*Exercise prompt*
As you reproduce every line below, keep it exactly as written and leave out the images.

START Supplied material

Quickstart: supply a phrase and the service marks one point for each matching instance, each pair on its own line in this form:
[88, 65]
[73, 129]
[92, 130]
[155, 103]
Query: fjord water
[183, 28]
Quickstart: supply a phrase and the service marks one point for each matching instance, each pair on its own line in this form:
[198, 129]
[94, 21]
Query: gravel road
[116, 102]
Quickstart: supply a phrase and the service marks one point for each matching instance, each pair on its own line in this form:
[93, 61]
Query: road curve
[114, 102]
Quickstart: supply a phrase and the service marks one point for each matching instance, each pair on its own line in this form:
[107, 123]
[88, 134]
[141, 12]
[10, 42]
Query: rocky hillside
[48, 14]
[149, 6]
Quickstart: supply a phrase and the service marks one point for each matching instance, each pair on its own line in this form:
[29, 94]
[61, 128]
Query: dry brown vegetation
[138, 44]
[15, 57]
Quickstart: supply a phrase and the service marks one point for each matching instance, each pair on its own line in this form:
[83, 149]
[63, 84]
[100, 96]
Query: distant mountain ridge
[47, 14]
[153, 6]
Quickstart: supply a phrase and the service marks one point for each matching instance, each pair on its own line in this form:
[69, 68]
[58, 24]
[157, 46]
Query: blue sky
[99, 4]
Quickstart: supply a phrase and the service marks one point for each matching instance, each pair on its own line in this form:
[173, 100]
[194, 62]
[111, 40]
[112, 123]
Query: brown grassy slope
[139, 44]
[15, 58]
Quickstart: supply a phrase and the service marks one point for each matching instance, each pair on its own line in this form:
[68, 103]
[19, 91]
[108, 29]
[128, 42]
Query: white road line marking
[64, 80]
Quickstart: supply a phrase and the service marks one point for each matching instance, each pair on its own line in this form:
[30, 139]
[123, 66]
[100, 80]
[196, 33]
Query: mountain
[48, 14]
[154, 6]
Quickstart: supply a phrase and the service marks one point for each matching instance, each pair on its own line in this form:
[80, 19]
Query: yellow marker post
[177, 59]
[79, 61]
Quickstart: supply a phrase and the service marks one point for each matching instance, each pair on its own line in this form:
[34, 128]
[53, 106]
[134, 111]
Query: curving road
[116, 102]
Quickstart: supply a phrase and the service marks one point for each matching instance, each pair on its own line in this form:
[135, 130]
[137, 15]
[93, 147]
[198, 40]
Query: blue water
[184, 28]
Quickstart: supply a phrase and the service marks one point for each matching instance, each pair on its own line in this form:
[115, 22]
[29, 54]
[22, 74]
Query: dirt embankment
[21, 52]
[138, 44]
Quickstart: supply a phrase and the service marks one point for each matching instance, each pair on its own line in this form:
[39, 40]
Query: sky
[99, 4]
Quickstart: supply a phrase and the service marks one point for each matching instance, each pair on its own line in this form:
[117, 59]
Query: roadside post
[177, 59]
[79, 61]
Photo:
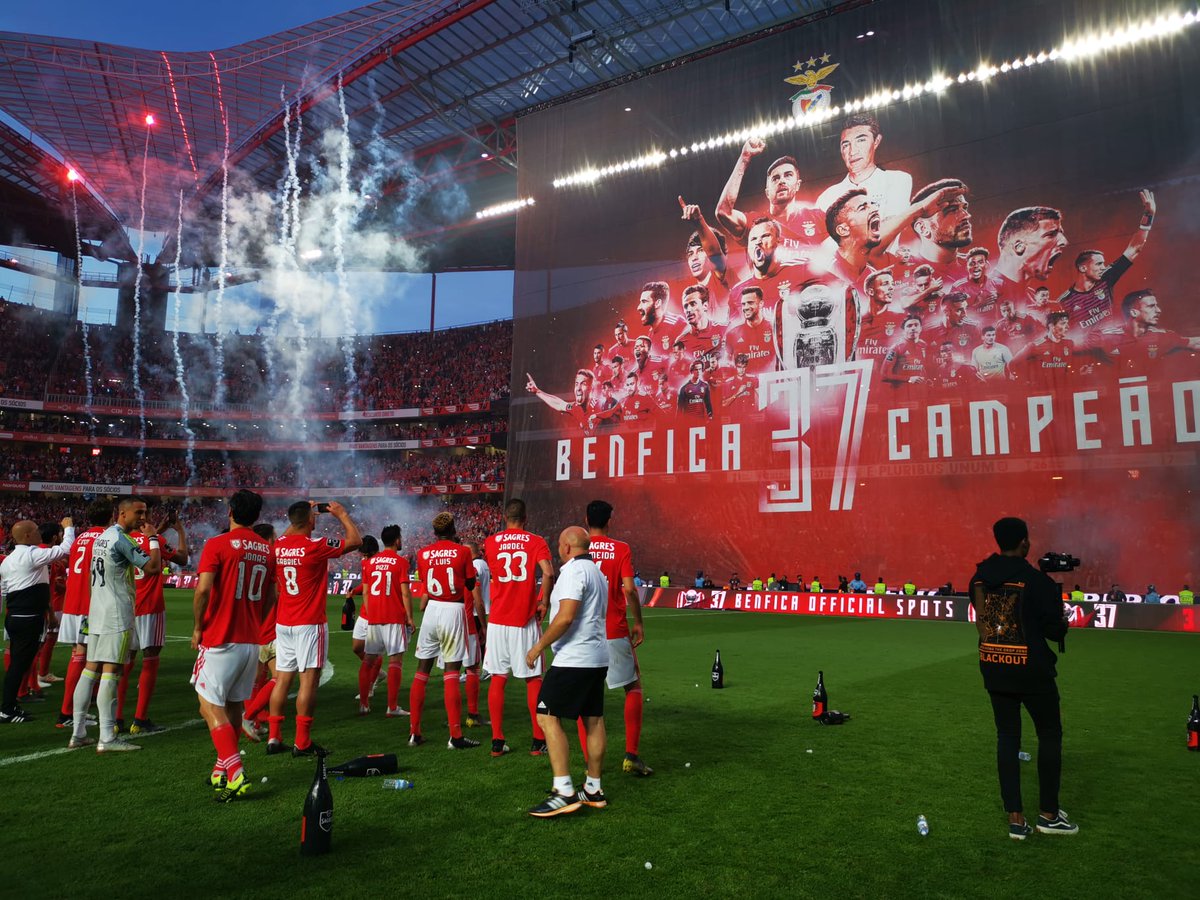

END Supplied material

*Written answer*
Quickstart: supply a phrase and the service marks one point for each matching instance, each pair on its own line in this form:
[88, 65]
[73, 129]
[92, 130]
[155, 103]
Query: fjord water
[183, 28]
Quickstart: supply a phrase and the service marks one point for each matching instance, each pair on its own line in this form:
[198, 129]
[94, 21]
Query: gravel road
[116, 102]
Quickstart: supply a phrase and the service marks one point for each matching instance, each pair on its own line in this form:
[93, 61]
Query: road curve
[114, 102]
Quickstart: supply a phrase and the service marks one point for each matching instance, each pair on its own line in this form:
[107, 123]
[88, 134]
[141, 12]
[10, 42]
Query: rocky hillside
[48, 14]
[149, 6]
Quickstart: supply a phrase and the service marks one point for each matching instance, each pair on its own line in this form:
[29, 94]
[61, 128]
Query: dry brown vegetation
[138, 44]
[15, 57]
Quickstart: supply a phrase and the service marks one point for each matching instance, each pair on its own line in this form:
[83, 149]
[63, 84]
[100, 96]
Query: distant mountain ridge
[47, 14]
[153, 6]
Quickstart: supply a phrase and the service marks one point for each matching instance, each pair on its own line in this form:
[69, 68]
[58, 24]
[157, 46]
Query: blue sky
[99, 4]
Quickstart: supply a phrase and the service marks one point for each matching instance, each pair on its own line in this form:
[173, 100]
[194, 62]
[111, 40]
[112, 123]
Query: brown grassy slope
[139, 44]
[15, 58]
Quickstart: supply a phrase and the service marks one point for each matching instance, each pair on its own line in this form:
[68, 103]
[19, 91]
[108, 29]
[128, 42]
Query: white road line marking
[64, 80]
Quickstart: supply a phrase and the service marks one point for each matching instance, each pair on its own line in this form:
[30, 139]
[123, 66]
[100, 80]
[196, 33]
Query: mountain
[48, 14]
[154, 6]
Quickstart: supply a phrase and the service marks one point for each matching instance, each pair on its own line in this form:
[80, 19]
Query: yellow marker post
[177, 59]
[79, 61]
Quickstart: supply a phrase and the service marks one point for each matching instance, each pair on its own line in this form:
[34, 128]
[53, 106]
[134, 111]
Query: curving road
[116, 102]
Quickstart: supply a phrase and the service marks one point for each matching instance, each pair on its own line in this form:
[135, 130]
[137, 15]
[93, 147]
[198, 40]
Query: blue water
[184, 28]
Quickstart: supply a phrase and the service marks one point for each matching instance, each pair on its own line in this form:
[115, 22]
[29, 54]
[22, 74]
Query: dirt embankment
[21, 52]
[138, 44]
Quickstart: supply a phrase and the service marks one point for each matching instance, each pair on its own line in this form:
[39, 40]
Query: sky
[99, 4]
Quickstart: supply a phrase and the service marks one point for each matching instance, each pair on its own line in this form:
[117, 59]
Query: roadside post
[177, 59]
[79, 61]
Photo:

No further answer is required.